▶ **REQUIREMENT**
Reproduce the entries below exactly, but only from the line containing "Sports analytics pipeline — identify the beetle on" to the line containing "Sports analytics pipeline — identify the flower petal", inclusive.

▶ **INFORMATION GIVEN**

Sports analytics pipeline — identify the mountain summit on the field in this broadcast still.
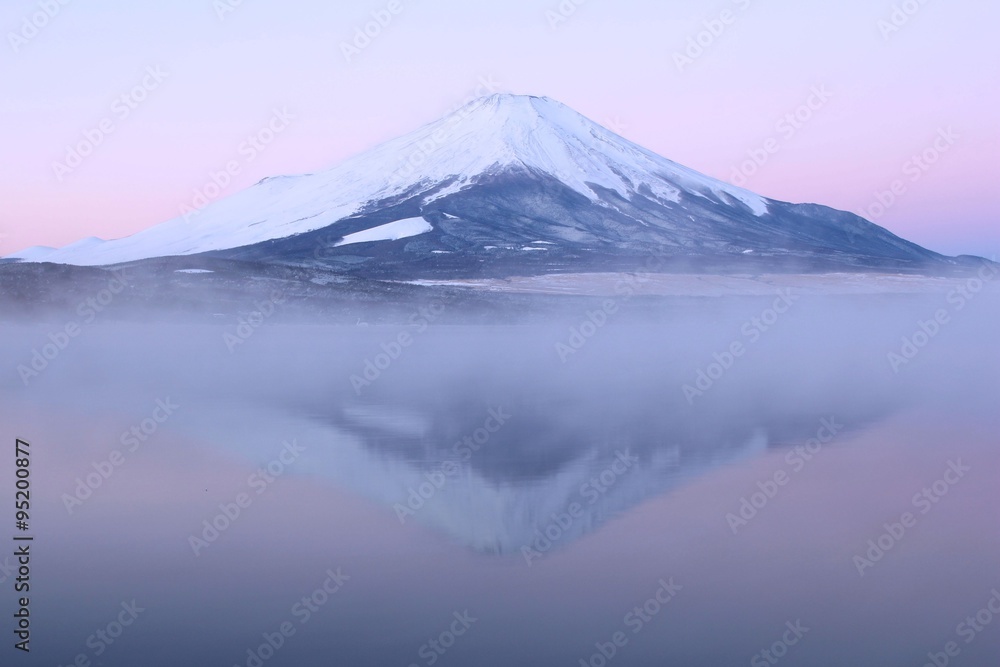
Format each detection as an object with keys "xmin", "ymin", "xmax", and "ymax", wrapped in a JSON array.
[
  {"xmin": 366, "ymin": 93, "xmax": 769, "ymax": 217},
  {"xmin": 8, "ymin": 94, "xmax": 953, "ymax": 275}
]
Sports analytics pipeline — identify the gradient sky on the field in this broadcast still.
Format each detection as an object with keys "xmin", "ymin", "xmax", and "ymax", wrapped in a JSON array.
[{"xmin": 1, "ymin": 0, "xmax": 996, "ymax": 258}]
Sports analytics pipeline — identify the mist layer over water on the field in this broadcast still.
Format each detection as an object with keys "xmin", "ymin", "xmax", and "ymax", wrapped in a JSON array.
[{"xmin": 1, "ymin": 292, "xmax": 997, "ymax": 666}]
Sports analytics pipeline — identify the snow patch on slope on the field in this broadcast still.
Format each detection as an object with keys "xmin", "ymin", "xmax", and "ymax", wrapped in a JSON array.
[{"xmin": 334, "ymin": 218, "xmax": 433, "ymax": 247}]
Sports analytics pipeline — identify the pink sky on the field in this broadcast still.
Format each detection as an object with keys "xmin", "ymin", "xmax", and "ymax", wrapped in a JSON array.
[{"xmin": 1, "ymin": 0, "xmax": 996, "ymax": 259}]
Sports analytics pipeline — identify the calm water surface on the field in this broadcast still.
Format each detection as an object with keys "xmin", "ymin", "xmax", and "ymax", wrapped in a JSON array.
[{"xmin": 1, "ymin": 297, "xmax": 998, "ymax": 666}]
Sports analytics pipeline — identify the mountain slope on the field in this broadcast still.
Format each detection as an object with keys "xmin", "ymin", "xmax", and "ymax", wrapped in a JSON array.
[{"xmin": 7, "ymin": 94, "xmax": 952, "ymax": 274}]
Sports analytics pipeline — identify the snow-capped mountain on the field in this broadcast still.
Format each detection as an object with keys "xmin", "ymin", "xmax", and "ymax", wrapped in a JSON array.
[{"xmin": 8, "ymin": 94, "xmax": 952, "ymax": 275}]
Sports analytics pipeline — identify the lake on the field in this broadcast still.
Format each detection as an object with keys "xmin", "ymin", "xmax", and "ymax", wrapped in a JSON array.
[{"xmin": 2, "ymin": 292, "xmax": 998, "ymax": 666}]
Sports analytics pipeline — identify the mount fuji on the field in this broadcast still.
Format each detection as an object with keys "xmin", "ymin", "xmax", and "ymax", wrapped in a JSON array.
[{"xmin": 6, "ymin": 94, "xmax": 968, "ymax": 277}]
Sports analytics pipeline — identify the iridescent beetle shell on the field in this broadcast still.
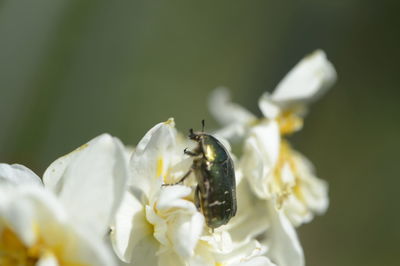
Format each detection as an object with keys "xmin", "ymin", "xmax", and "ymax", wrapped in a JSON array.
[{"xmin": 190, "ymin": 131, "xmax": 237, "ymax": 228}]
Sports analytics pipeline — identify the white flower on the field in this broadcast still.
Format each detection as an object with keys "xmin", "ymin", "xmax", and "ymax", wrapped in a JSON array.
[
  {"xmin": 0, "ymin": 133, "xmax": 129, "ymax": 266},
  {"xmin": 43, "ymin": 134, "xmax": 130, "ymax": 237},
  {"xmin": 0, "ymin": 163, "xmax": 42, "ymax": 187},
  {"xmin": 111, "ymin": 118, "xmax": 204, "ymax": 266},
  {"xmin": 190, "ymin": 231, "xmax": 275, "ymax": 266},
  {"xmin": 209, "ymin": 50, "xmax": 335, "ymax": 226},
  {"xmin": 264, "ymin": 200, "xmax": 304, "ymax": 266},
  {"xmin": 241, "ymin": 125, "xmax": 329, "ymax": 226},
  {"xmin": 258, "ymin": 49, "xmax": 336, "ymax": 135},
  {"xmin": 224, "ymin": 177, "xmax": 304, "ymax": 266},
  {"xmin": 0, "ymin": 185, "xmax": 114, "ymax": 266},
  {"xmin": 210, "ymin": 50, "xmax": 336, "ymax": 137},
  {"xmin": 269, "ymin": 141, "xmax": 329, "ymax": 226},
  {"xmin": 262, "ymin": 50, "xmax": 336, "ymax": 111},
  {"xmin": 111, "ymin": 118, "xmax": 271, "ymax": 266}
]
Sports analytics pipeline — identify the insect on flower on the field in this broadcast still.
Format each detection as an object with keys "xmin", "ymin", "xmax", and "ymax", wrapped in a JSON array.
[{"xmin": 164, "ymin": 120, "xmax": 237, "ymax": 230}]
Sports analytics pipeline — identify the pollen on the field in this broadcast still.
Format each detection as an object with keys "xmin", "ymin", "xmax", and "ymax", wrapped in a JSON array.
[
  {"xmin": 0, "ymin": 224, "xmax": 90, "ymax": 266},
  {"xmin": 273, "ymin": 140, "xmax": 305, "ymax": 207},
  {"xmin": 163, "ymin": 118, "xmax": 175, "ymax": 126},
  {"xmin": 0, "ymin": 227, "xmax": 44, "ymax": 266},
  {"xmin": 277, "ymin": 110, "xmax": 303, "ymax": 135}
]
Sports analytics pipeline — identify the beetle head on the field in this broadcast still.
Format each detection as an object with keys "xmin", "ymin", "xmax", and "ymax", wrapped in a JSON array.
[
  {"xmin": 188, "ymin": 128, "xmax": 201, "ymax": 141},
  {"xmin": 188, "ymin": 120, "xmax": 206, "ymax": 141}
]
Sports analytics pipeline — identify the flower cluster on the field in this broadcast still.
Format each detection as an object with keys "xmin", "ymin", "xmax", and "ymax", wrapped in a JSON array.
[{"xmin": 0, "ymin": 50, "xmax": 335, "ymax": 266}]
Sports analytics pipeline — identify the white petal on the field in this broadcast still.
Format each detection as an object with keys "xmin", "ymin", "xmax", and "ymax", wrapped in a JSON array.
[
  {"xmin": 271, "ymin": 50, "xmax": 337, "ymax": 105},
  {"xmin": 124, "ymin": 234, "xmax": 159, "ymax": 266},
  {"xmin": 258, "ymin": 93, "xmax": 281, "ymax": 119},
  {"xmin": 111, "ymin": 191, "xmax": 152, "ymax": 262},
  {"xmin": 240, "ymin": 136, "xmax": 267, "ymax": 198},
  {"xmin": 146, "ymin": 205, "xmax": 169, "ymax": 247},
  {"xmin": 43, "ymin": 134, "xmax": 130, "ymax": 236},
  {"xmin": 169, "ymin": 211, "xmax": 204, "ymax": 258},
  {"xmin": 241, "ymin": 122, "xmax": 280, "ymax": 199},
  {"xmin": 157, "ymin": 251, "xmax": 186, "ymax": 266},
  {"xmin": 216, "ymin": 238, "xmax": 268, "ymax": 264},
  {"xmin": 266, "ymin": 201, "xmax": 304, "ymax": 266},
  {"xmin": 212, "ymin": 123, "xmax": 250, "ymax": 142},
  {"xmin": 33, "ymin": 194, "xmax": 116, "ymax": 266},
  {"xmin": 252, "ymin": 122, "xmax": 280, "ymax": 170},
  {"xmin": 233, "ymin": 256, "xmax": 277, "ymax": 266},
  {"xmin": 281, "ymin": 163, "xmax": 295, "ymax": 185},
  {"xmin": 0, "ymin": 186, "xmax": 115, "ymax": 266},
  {"xmin": 0, "ymin": 163, "xmax": 42, "ymax": 186},
  {"xmin": 283, "ymin": 196, "xmax": 312, "ymax": 227},
  {"xmin": 226, "ymin": 178, "xmax": 270, "ymax": 242},
  {"xmin": 0, "ymin": 186, "xmax": 66, "ymax": 246},
  {"xmin": 198, "ymin": 232, "xmax": 271, "ymax": 266},
  {"xmin": 209, "ymin": 87, "xmax": 256, "ymax": 126},
  {"xmin": 292, "ymin": 151, "xmax": 329, "ymax": 215},
  {"xmin": 36, "ymin": 254, "xmax": 59, "ymax": 266},
  {"xmin": 129, "ymin": 119, "xmax": 177, "ymax": 197},
  {"xmin": 156, "ymin": 186, "xmax": 204, "ymax": 258},
  {"xmin": 157, "ymin": 185, "xmax": 196, "ymax": 212},
  {"xmin": 64, "ymin": 226, "xmax": 116, "ymax": 266}
]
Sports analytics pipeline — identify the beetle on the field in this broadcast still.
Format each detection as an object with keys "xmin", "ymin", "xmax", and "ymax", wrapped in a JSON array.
[{"xmin": 165, "ymin": 120, "xmax": 237, "ymax": 230}]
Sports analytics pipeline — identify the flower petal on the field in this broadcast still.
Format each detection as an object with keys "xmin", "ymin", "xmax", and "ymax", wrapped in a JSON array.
[
  {"xmin": 213, "ymin": 123, "xmax": 251, "ymax": 142},
  {"xmin": 241, "ymin": 122, "xmax": 280, "ymax": 199},
  {"xmin": 233, "ymin": 256, "xmax": 277, "ymax": 266},
  {"xmin": 266, "ymin": 201, "xmax": 304, "ymax": 266},
  {"xmin": 194, "ymin": 232, "xmax": 271, "ymax": 266},
  {"xmin": 125, "ymin": 234, "xmax": 159, "ymax": 266},
  {"xmin": 209, "ymin": 87, "xmax": 256, "ymax": 126},
  {"xmin": 129, "ymin": 118, "xmax": 178, "ymax": 198},
  {"xmin": 258, "ymin": 93, "xmax": 281, "ymax": 120},
  {"xmin": 282, "ymin": 150, "xmax": 329, "ymax": 226},
  {"xmin": 0, "ymin": 186, "xmax": 44, "ymax": 249},
  {"xmin": 111, "ymin": 191, "xmax": 152, "ymax": 262},
  {"xmin": 225, "ymin": 178, "xmax": 270, "ymax": 242},
  {"xmin": 36, "ymin": 254, "xmax": 58, "ymax": 266},
  {"xmin": 270, "ymin": 50, "xmax": 336, "ymax": 105},
  {"xmin": 156, "ymin": 186, "xmax": 204, "ymax": 258},
  {"xmin": 0, "ymin": 185, "xmax": 115, "ymax": 266},
  {"xmin": 43, "ymin": 134, "xmax": 129, "ymax": 236},
  {"xmin": 0, "ymin": 163, "xmax": 42, "ymax": 186},
  {"xmin": 293, "ymin": 151, "xmax": 329, "ymax": 215},
  {"xmin": 157, "ymin": 250, "xmax": 186, "ymax": 266},
  {"xmin": 169, "ymin": 211, "xmax": 204, "ymax": 258},
  {"xmin": 215, "ymin": 238, "xmax": 267, "ymax": 265},
  {"xmin": 157, "ymin": 185, "xmax": 196, "ymax": 212}
]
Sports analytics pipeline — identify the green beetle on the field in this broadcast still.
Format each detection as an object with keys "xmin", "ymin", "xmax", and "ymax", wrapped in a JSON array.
[{"xmin": 167, "ymin": 120, "xmax": 237, "ymax": 229}]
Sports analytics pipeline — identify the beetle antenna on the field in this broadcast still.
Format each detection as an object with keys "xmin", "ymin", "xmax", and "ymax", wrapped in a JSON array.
[
  {"xmin": 201, "ymin": 119, "xmax": 205, "ymax": 132},
  {"xmin": 189, "ymin": 128, "xmax": 194, "ymax": 138}
]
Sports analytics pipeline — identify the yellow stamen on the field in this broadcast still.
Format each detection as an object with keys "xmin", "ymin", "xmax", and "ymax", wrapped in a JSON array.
[
  {"xmin": 0, "ymin": 227, "xmax": 43, "ymax": 266},
  {"xmin": 273, "ymin": 140, "xmax": 306, "ymax": 207},
  {"xmin": 163, "ymin": 118, "xmax": 175, "ymax": 126},
  {"xmin": 0, "ymin": 225, "xmax": 89, "ymax": 266},
  {"xmin": 276, "ymin": 110, "xmax": 303, "ymax": 135},
  {"xmin": 156, "ymin": 158, "xmax": 164, "ymax": 179}
]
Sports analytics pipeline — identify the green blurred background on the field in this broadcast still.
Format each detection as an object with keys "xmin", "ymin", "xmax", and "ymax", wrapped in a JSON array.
[{"xmin": 0, "ymin": 1, "xmax": 399, "ymax": 265}]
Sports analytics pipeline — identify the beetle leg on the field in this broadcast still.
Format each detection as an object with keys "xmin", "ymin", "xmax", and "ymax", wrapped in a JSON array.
[
  {"xmin": 184, "ymin": 148, "xmax": 201, "ymax": 157},
  {"xmin": 194, "ymin": 185, "xmax": 201, "ymax": 211},
  {"xmin": 162, "ymin": 168, "xmax": 192, "ymax": 186}
]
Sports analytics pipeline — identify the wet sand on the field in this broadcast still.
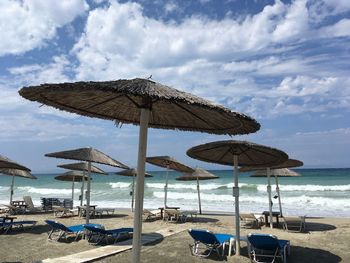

▶ **EXPECTED ANSWER**
Sports analytics pipeline — identify the beetle on the field in this broadcast still.
Format each detection as an object with keys "xmin", "ymin", "xmax", and "ymax", wrapped in a JSON array.
[{"xmin": 165, "ymin": 120, "xmax": 237, "ymax": 230}]
Sports analytics pipeline — identify the flower petal on the field in this broadcast still.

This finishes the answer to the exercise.